● **DATA EXCERPTS**:
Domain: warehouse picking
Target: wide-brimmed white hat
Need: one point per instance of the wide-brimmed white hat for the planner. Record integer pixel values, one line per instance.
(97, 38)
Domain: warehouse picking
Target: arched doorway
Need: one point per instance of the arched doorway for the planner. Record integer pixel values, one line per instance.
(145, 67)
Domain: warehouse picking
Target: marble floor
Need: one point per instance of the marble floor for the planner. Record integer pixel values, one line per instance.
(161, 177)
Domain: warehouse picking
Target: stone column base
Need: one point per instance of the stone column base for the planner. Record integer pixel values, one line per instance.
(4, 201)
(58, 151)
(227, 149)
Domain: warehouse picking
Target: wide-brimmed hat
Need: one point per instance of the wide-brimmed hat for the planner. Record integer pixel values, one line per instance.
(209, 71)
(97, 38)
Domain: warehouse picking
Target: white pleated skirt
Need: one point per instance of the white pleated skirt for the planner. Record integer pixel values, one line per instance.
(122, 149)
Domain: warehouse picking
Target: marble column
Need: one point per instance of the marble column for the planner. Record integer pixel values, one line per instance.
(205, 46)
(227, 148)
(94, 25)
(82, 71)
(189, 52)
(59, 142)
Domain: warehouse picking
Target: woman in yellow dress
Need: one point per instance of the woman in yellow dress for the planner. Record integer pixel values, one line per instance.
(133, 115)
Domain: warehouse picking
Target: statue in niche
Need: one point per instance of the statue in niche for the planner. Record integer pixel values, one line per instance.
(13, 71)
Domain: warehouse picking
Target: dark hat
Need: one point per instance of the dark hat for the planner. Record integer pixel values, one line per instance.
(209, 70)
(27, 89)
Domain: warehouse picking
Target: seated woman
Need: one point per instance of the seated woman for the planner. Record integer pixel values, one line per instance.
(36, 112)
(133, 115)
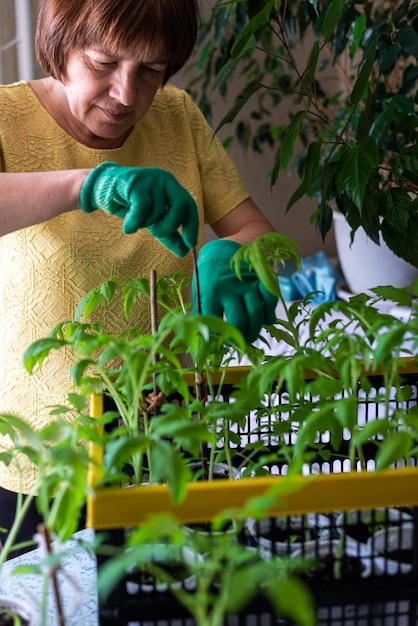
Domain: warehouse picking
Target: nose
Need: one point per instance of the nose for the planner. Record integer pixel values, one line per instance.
(123, 88)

● **AIM OF THE EXERCISE**:
Reproduce all the entries that precede this task, word for word, minus any pictures.

● **SOLUTION TO THIS PROBLEM**:
Domain: warehouse picking
Target: wide-brimmed white hat
Need: one point per instance of the wide-brimmed white hat for the planner. Record integer pixel values, one line per instance.
(97, 38)
Domain: warehouse picking
Target: arched doorway
Need: one point per instance of the arched doorway for the planner. Record integer pixel values, one line per instance.
(145, 67)
Domain: warehouse picking
Target: marble floor
Need: one point per instance of the marble floor for the planner. Record integer pixel values, one line per instance.
(161, 177)
Domain: warehouse picking
Target: stone column base
Need: one point per instance of the stone column base for the planner. Record integer pixel values, one line per instance.
(4, 201)
(58, 151)
(227, 149)
Domain: warehouse picking
Target: wide-brimmed hat
Need: one point per instance of the wide-brimmed hat for the planner. Record integer pixel values, one line per instance.
(209, 71)
(97, 38)
Domain: warehouse picking
Target: white pleated skirt
Need: one point per instance of the white pleated skirt for the planner. Record integer pixel values, one line per instance.
(122, 149)
Domain: warehouse picking
Target: marble column
Need: one point per instance of the marble column for the planner. Record integer pixel values, one line per instance.
(205, 46)
(227, 148)
(94, 25)
(82, 71)
(189, 52)
(59, 142)
Domain: warehouse picking
Target: woman in yellow dress
Need: one point per instance of the woman in yellow dress for the planner. Record integer pixel values, one line per instance.
(133, 115)
Domain: warehouse picking
Target: statue in niche
Need: one point per instance of the statue in niche for the planner. Record integer pixel values, one line per instance.
(13, 71)
Domain: warehouse picking
Target: dark hat
Need: one point per instance of the dark hat for the planner. Record integer pixel values, one line per instance.
(209, 70)
(27, 89)
Domain: warehouse picking
Target: seated woman
Need: one point per instance of the seated woman for the planner. Record integer pixel values, one line per instance.
(36, 112)
(133, 115)
Domain: warehouse picking
Target: nose
Need: one point per instance of the nose for the planner. Record integer pixel values, one line per instance.
(123, 88)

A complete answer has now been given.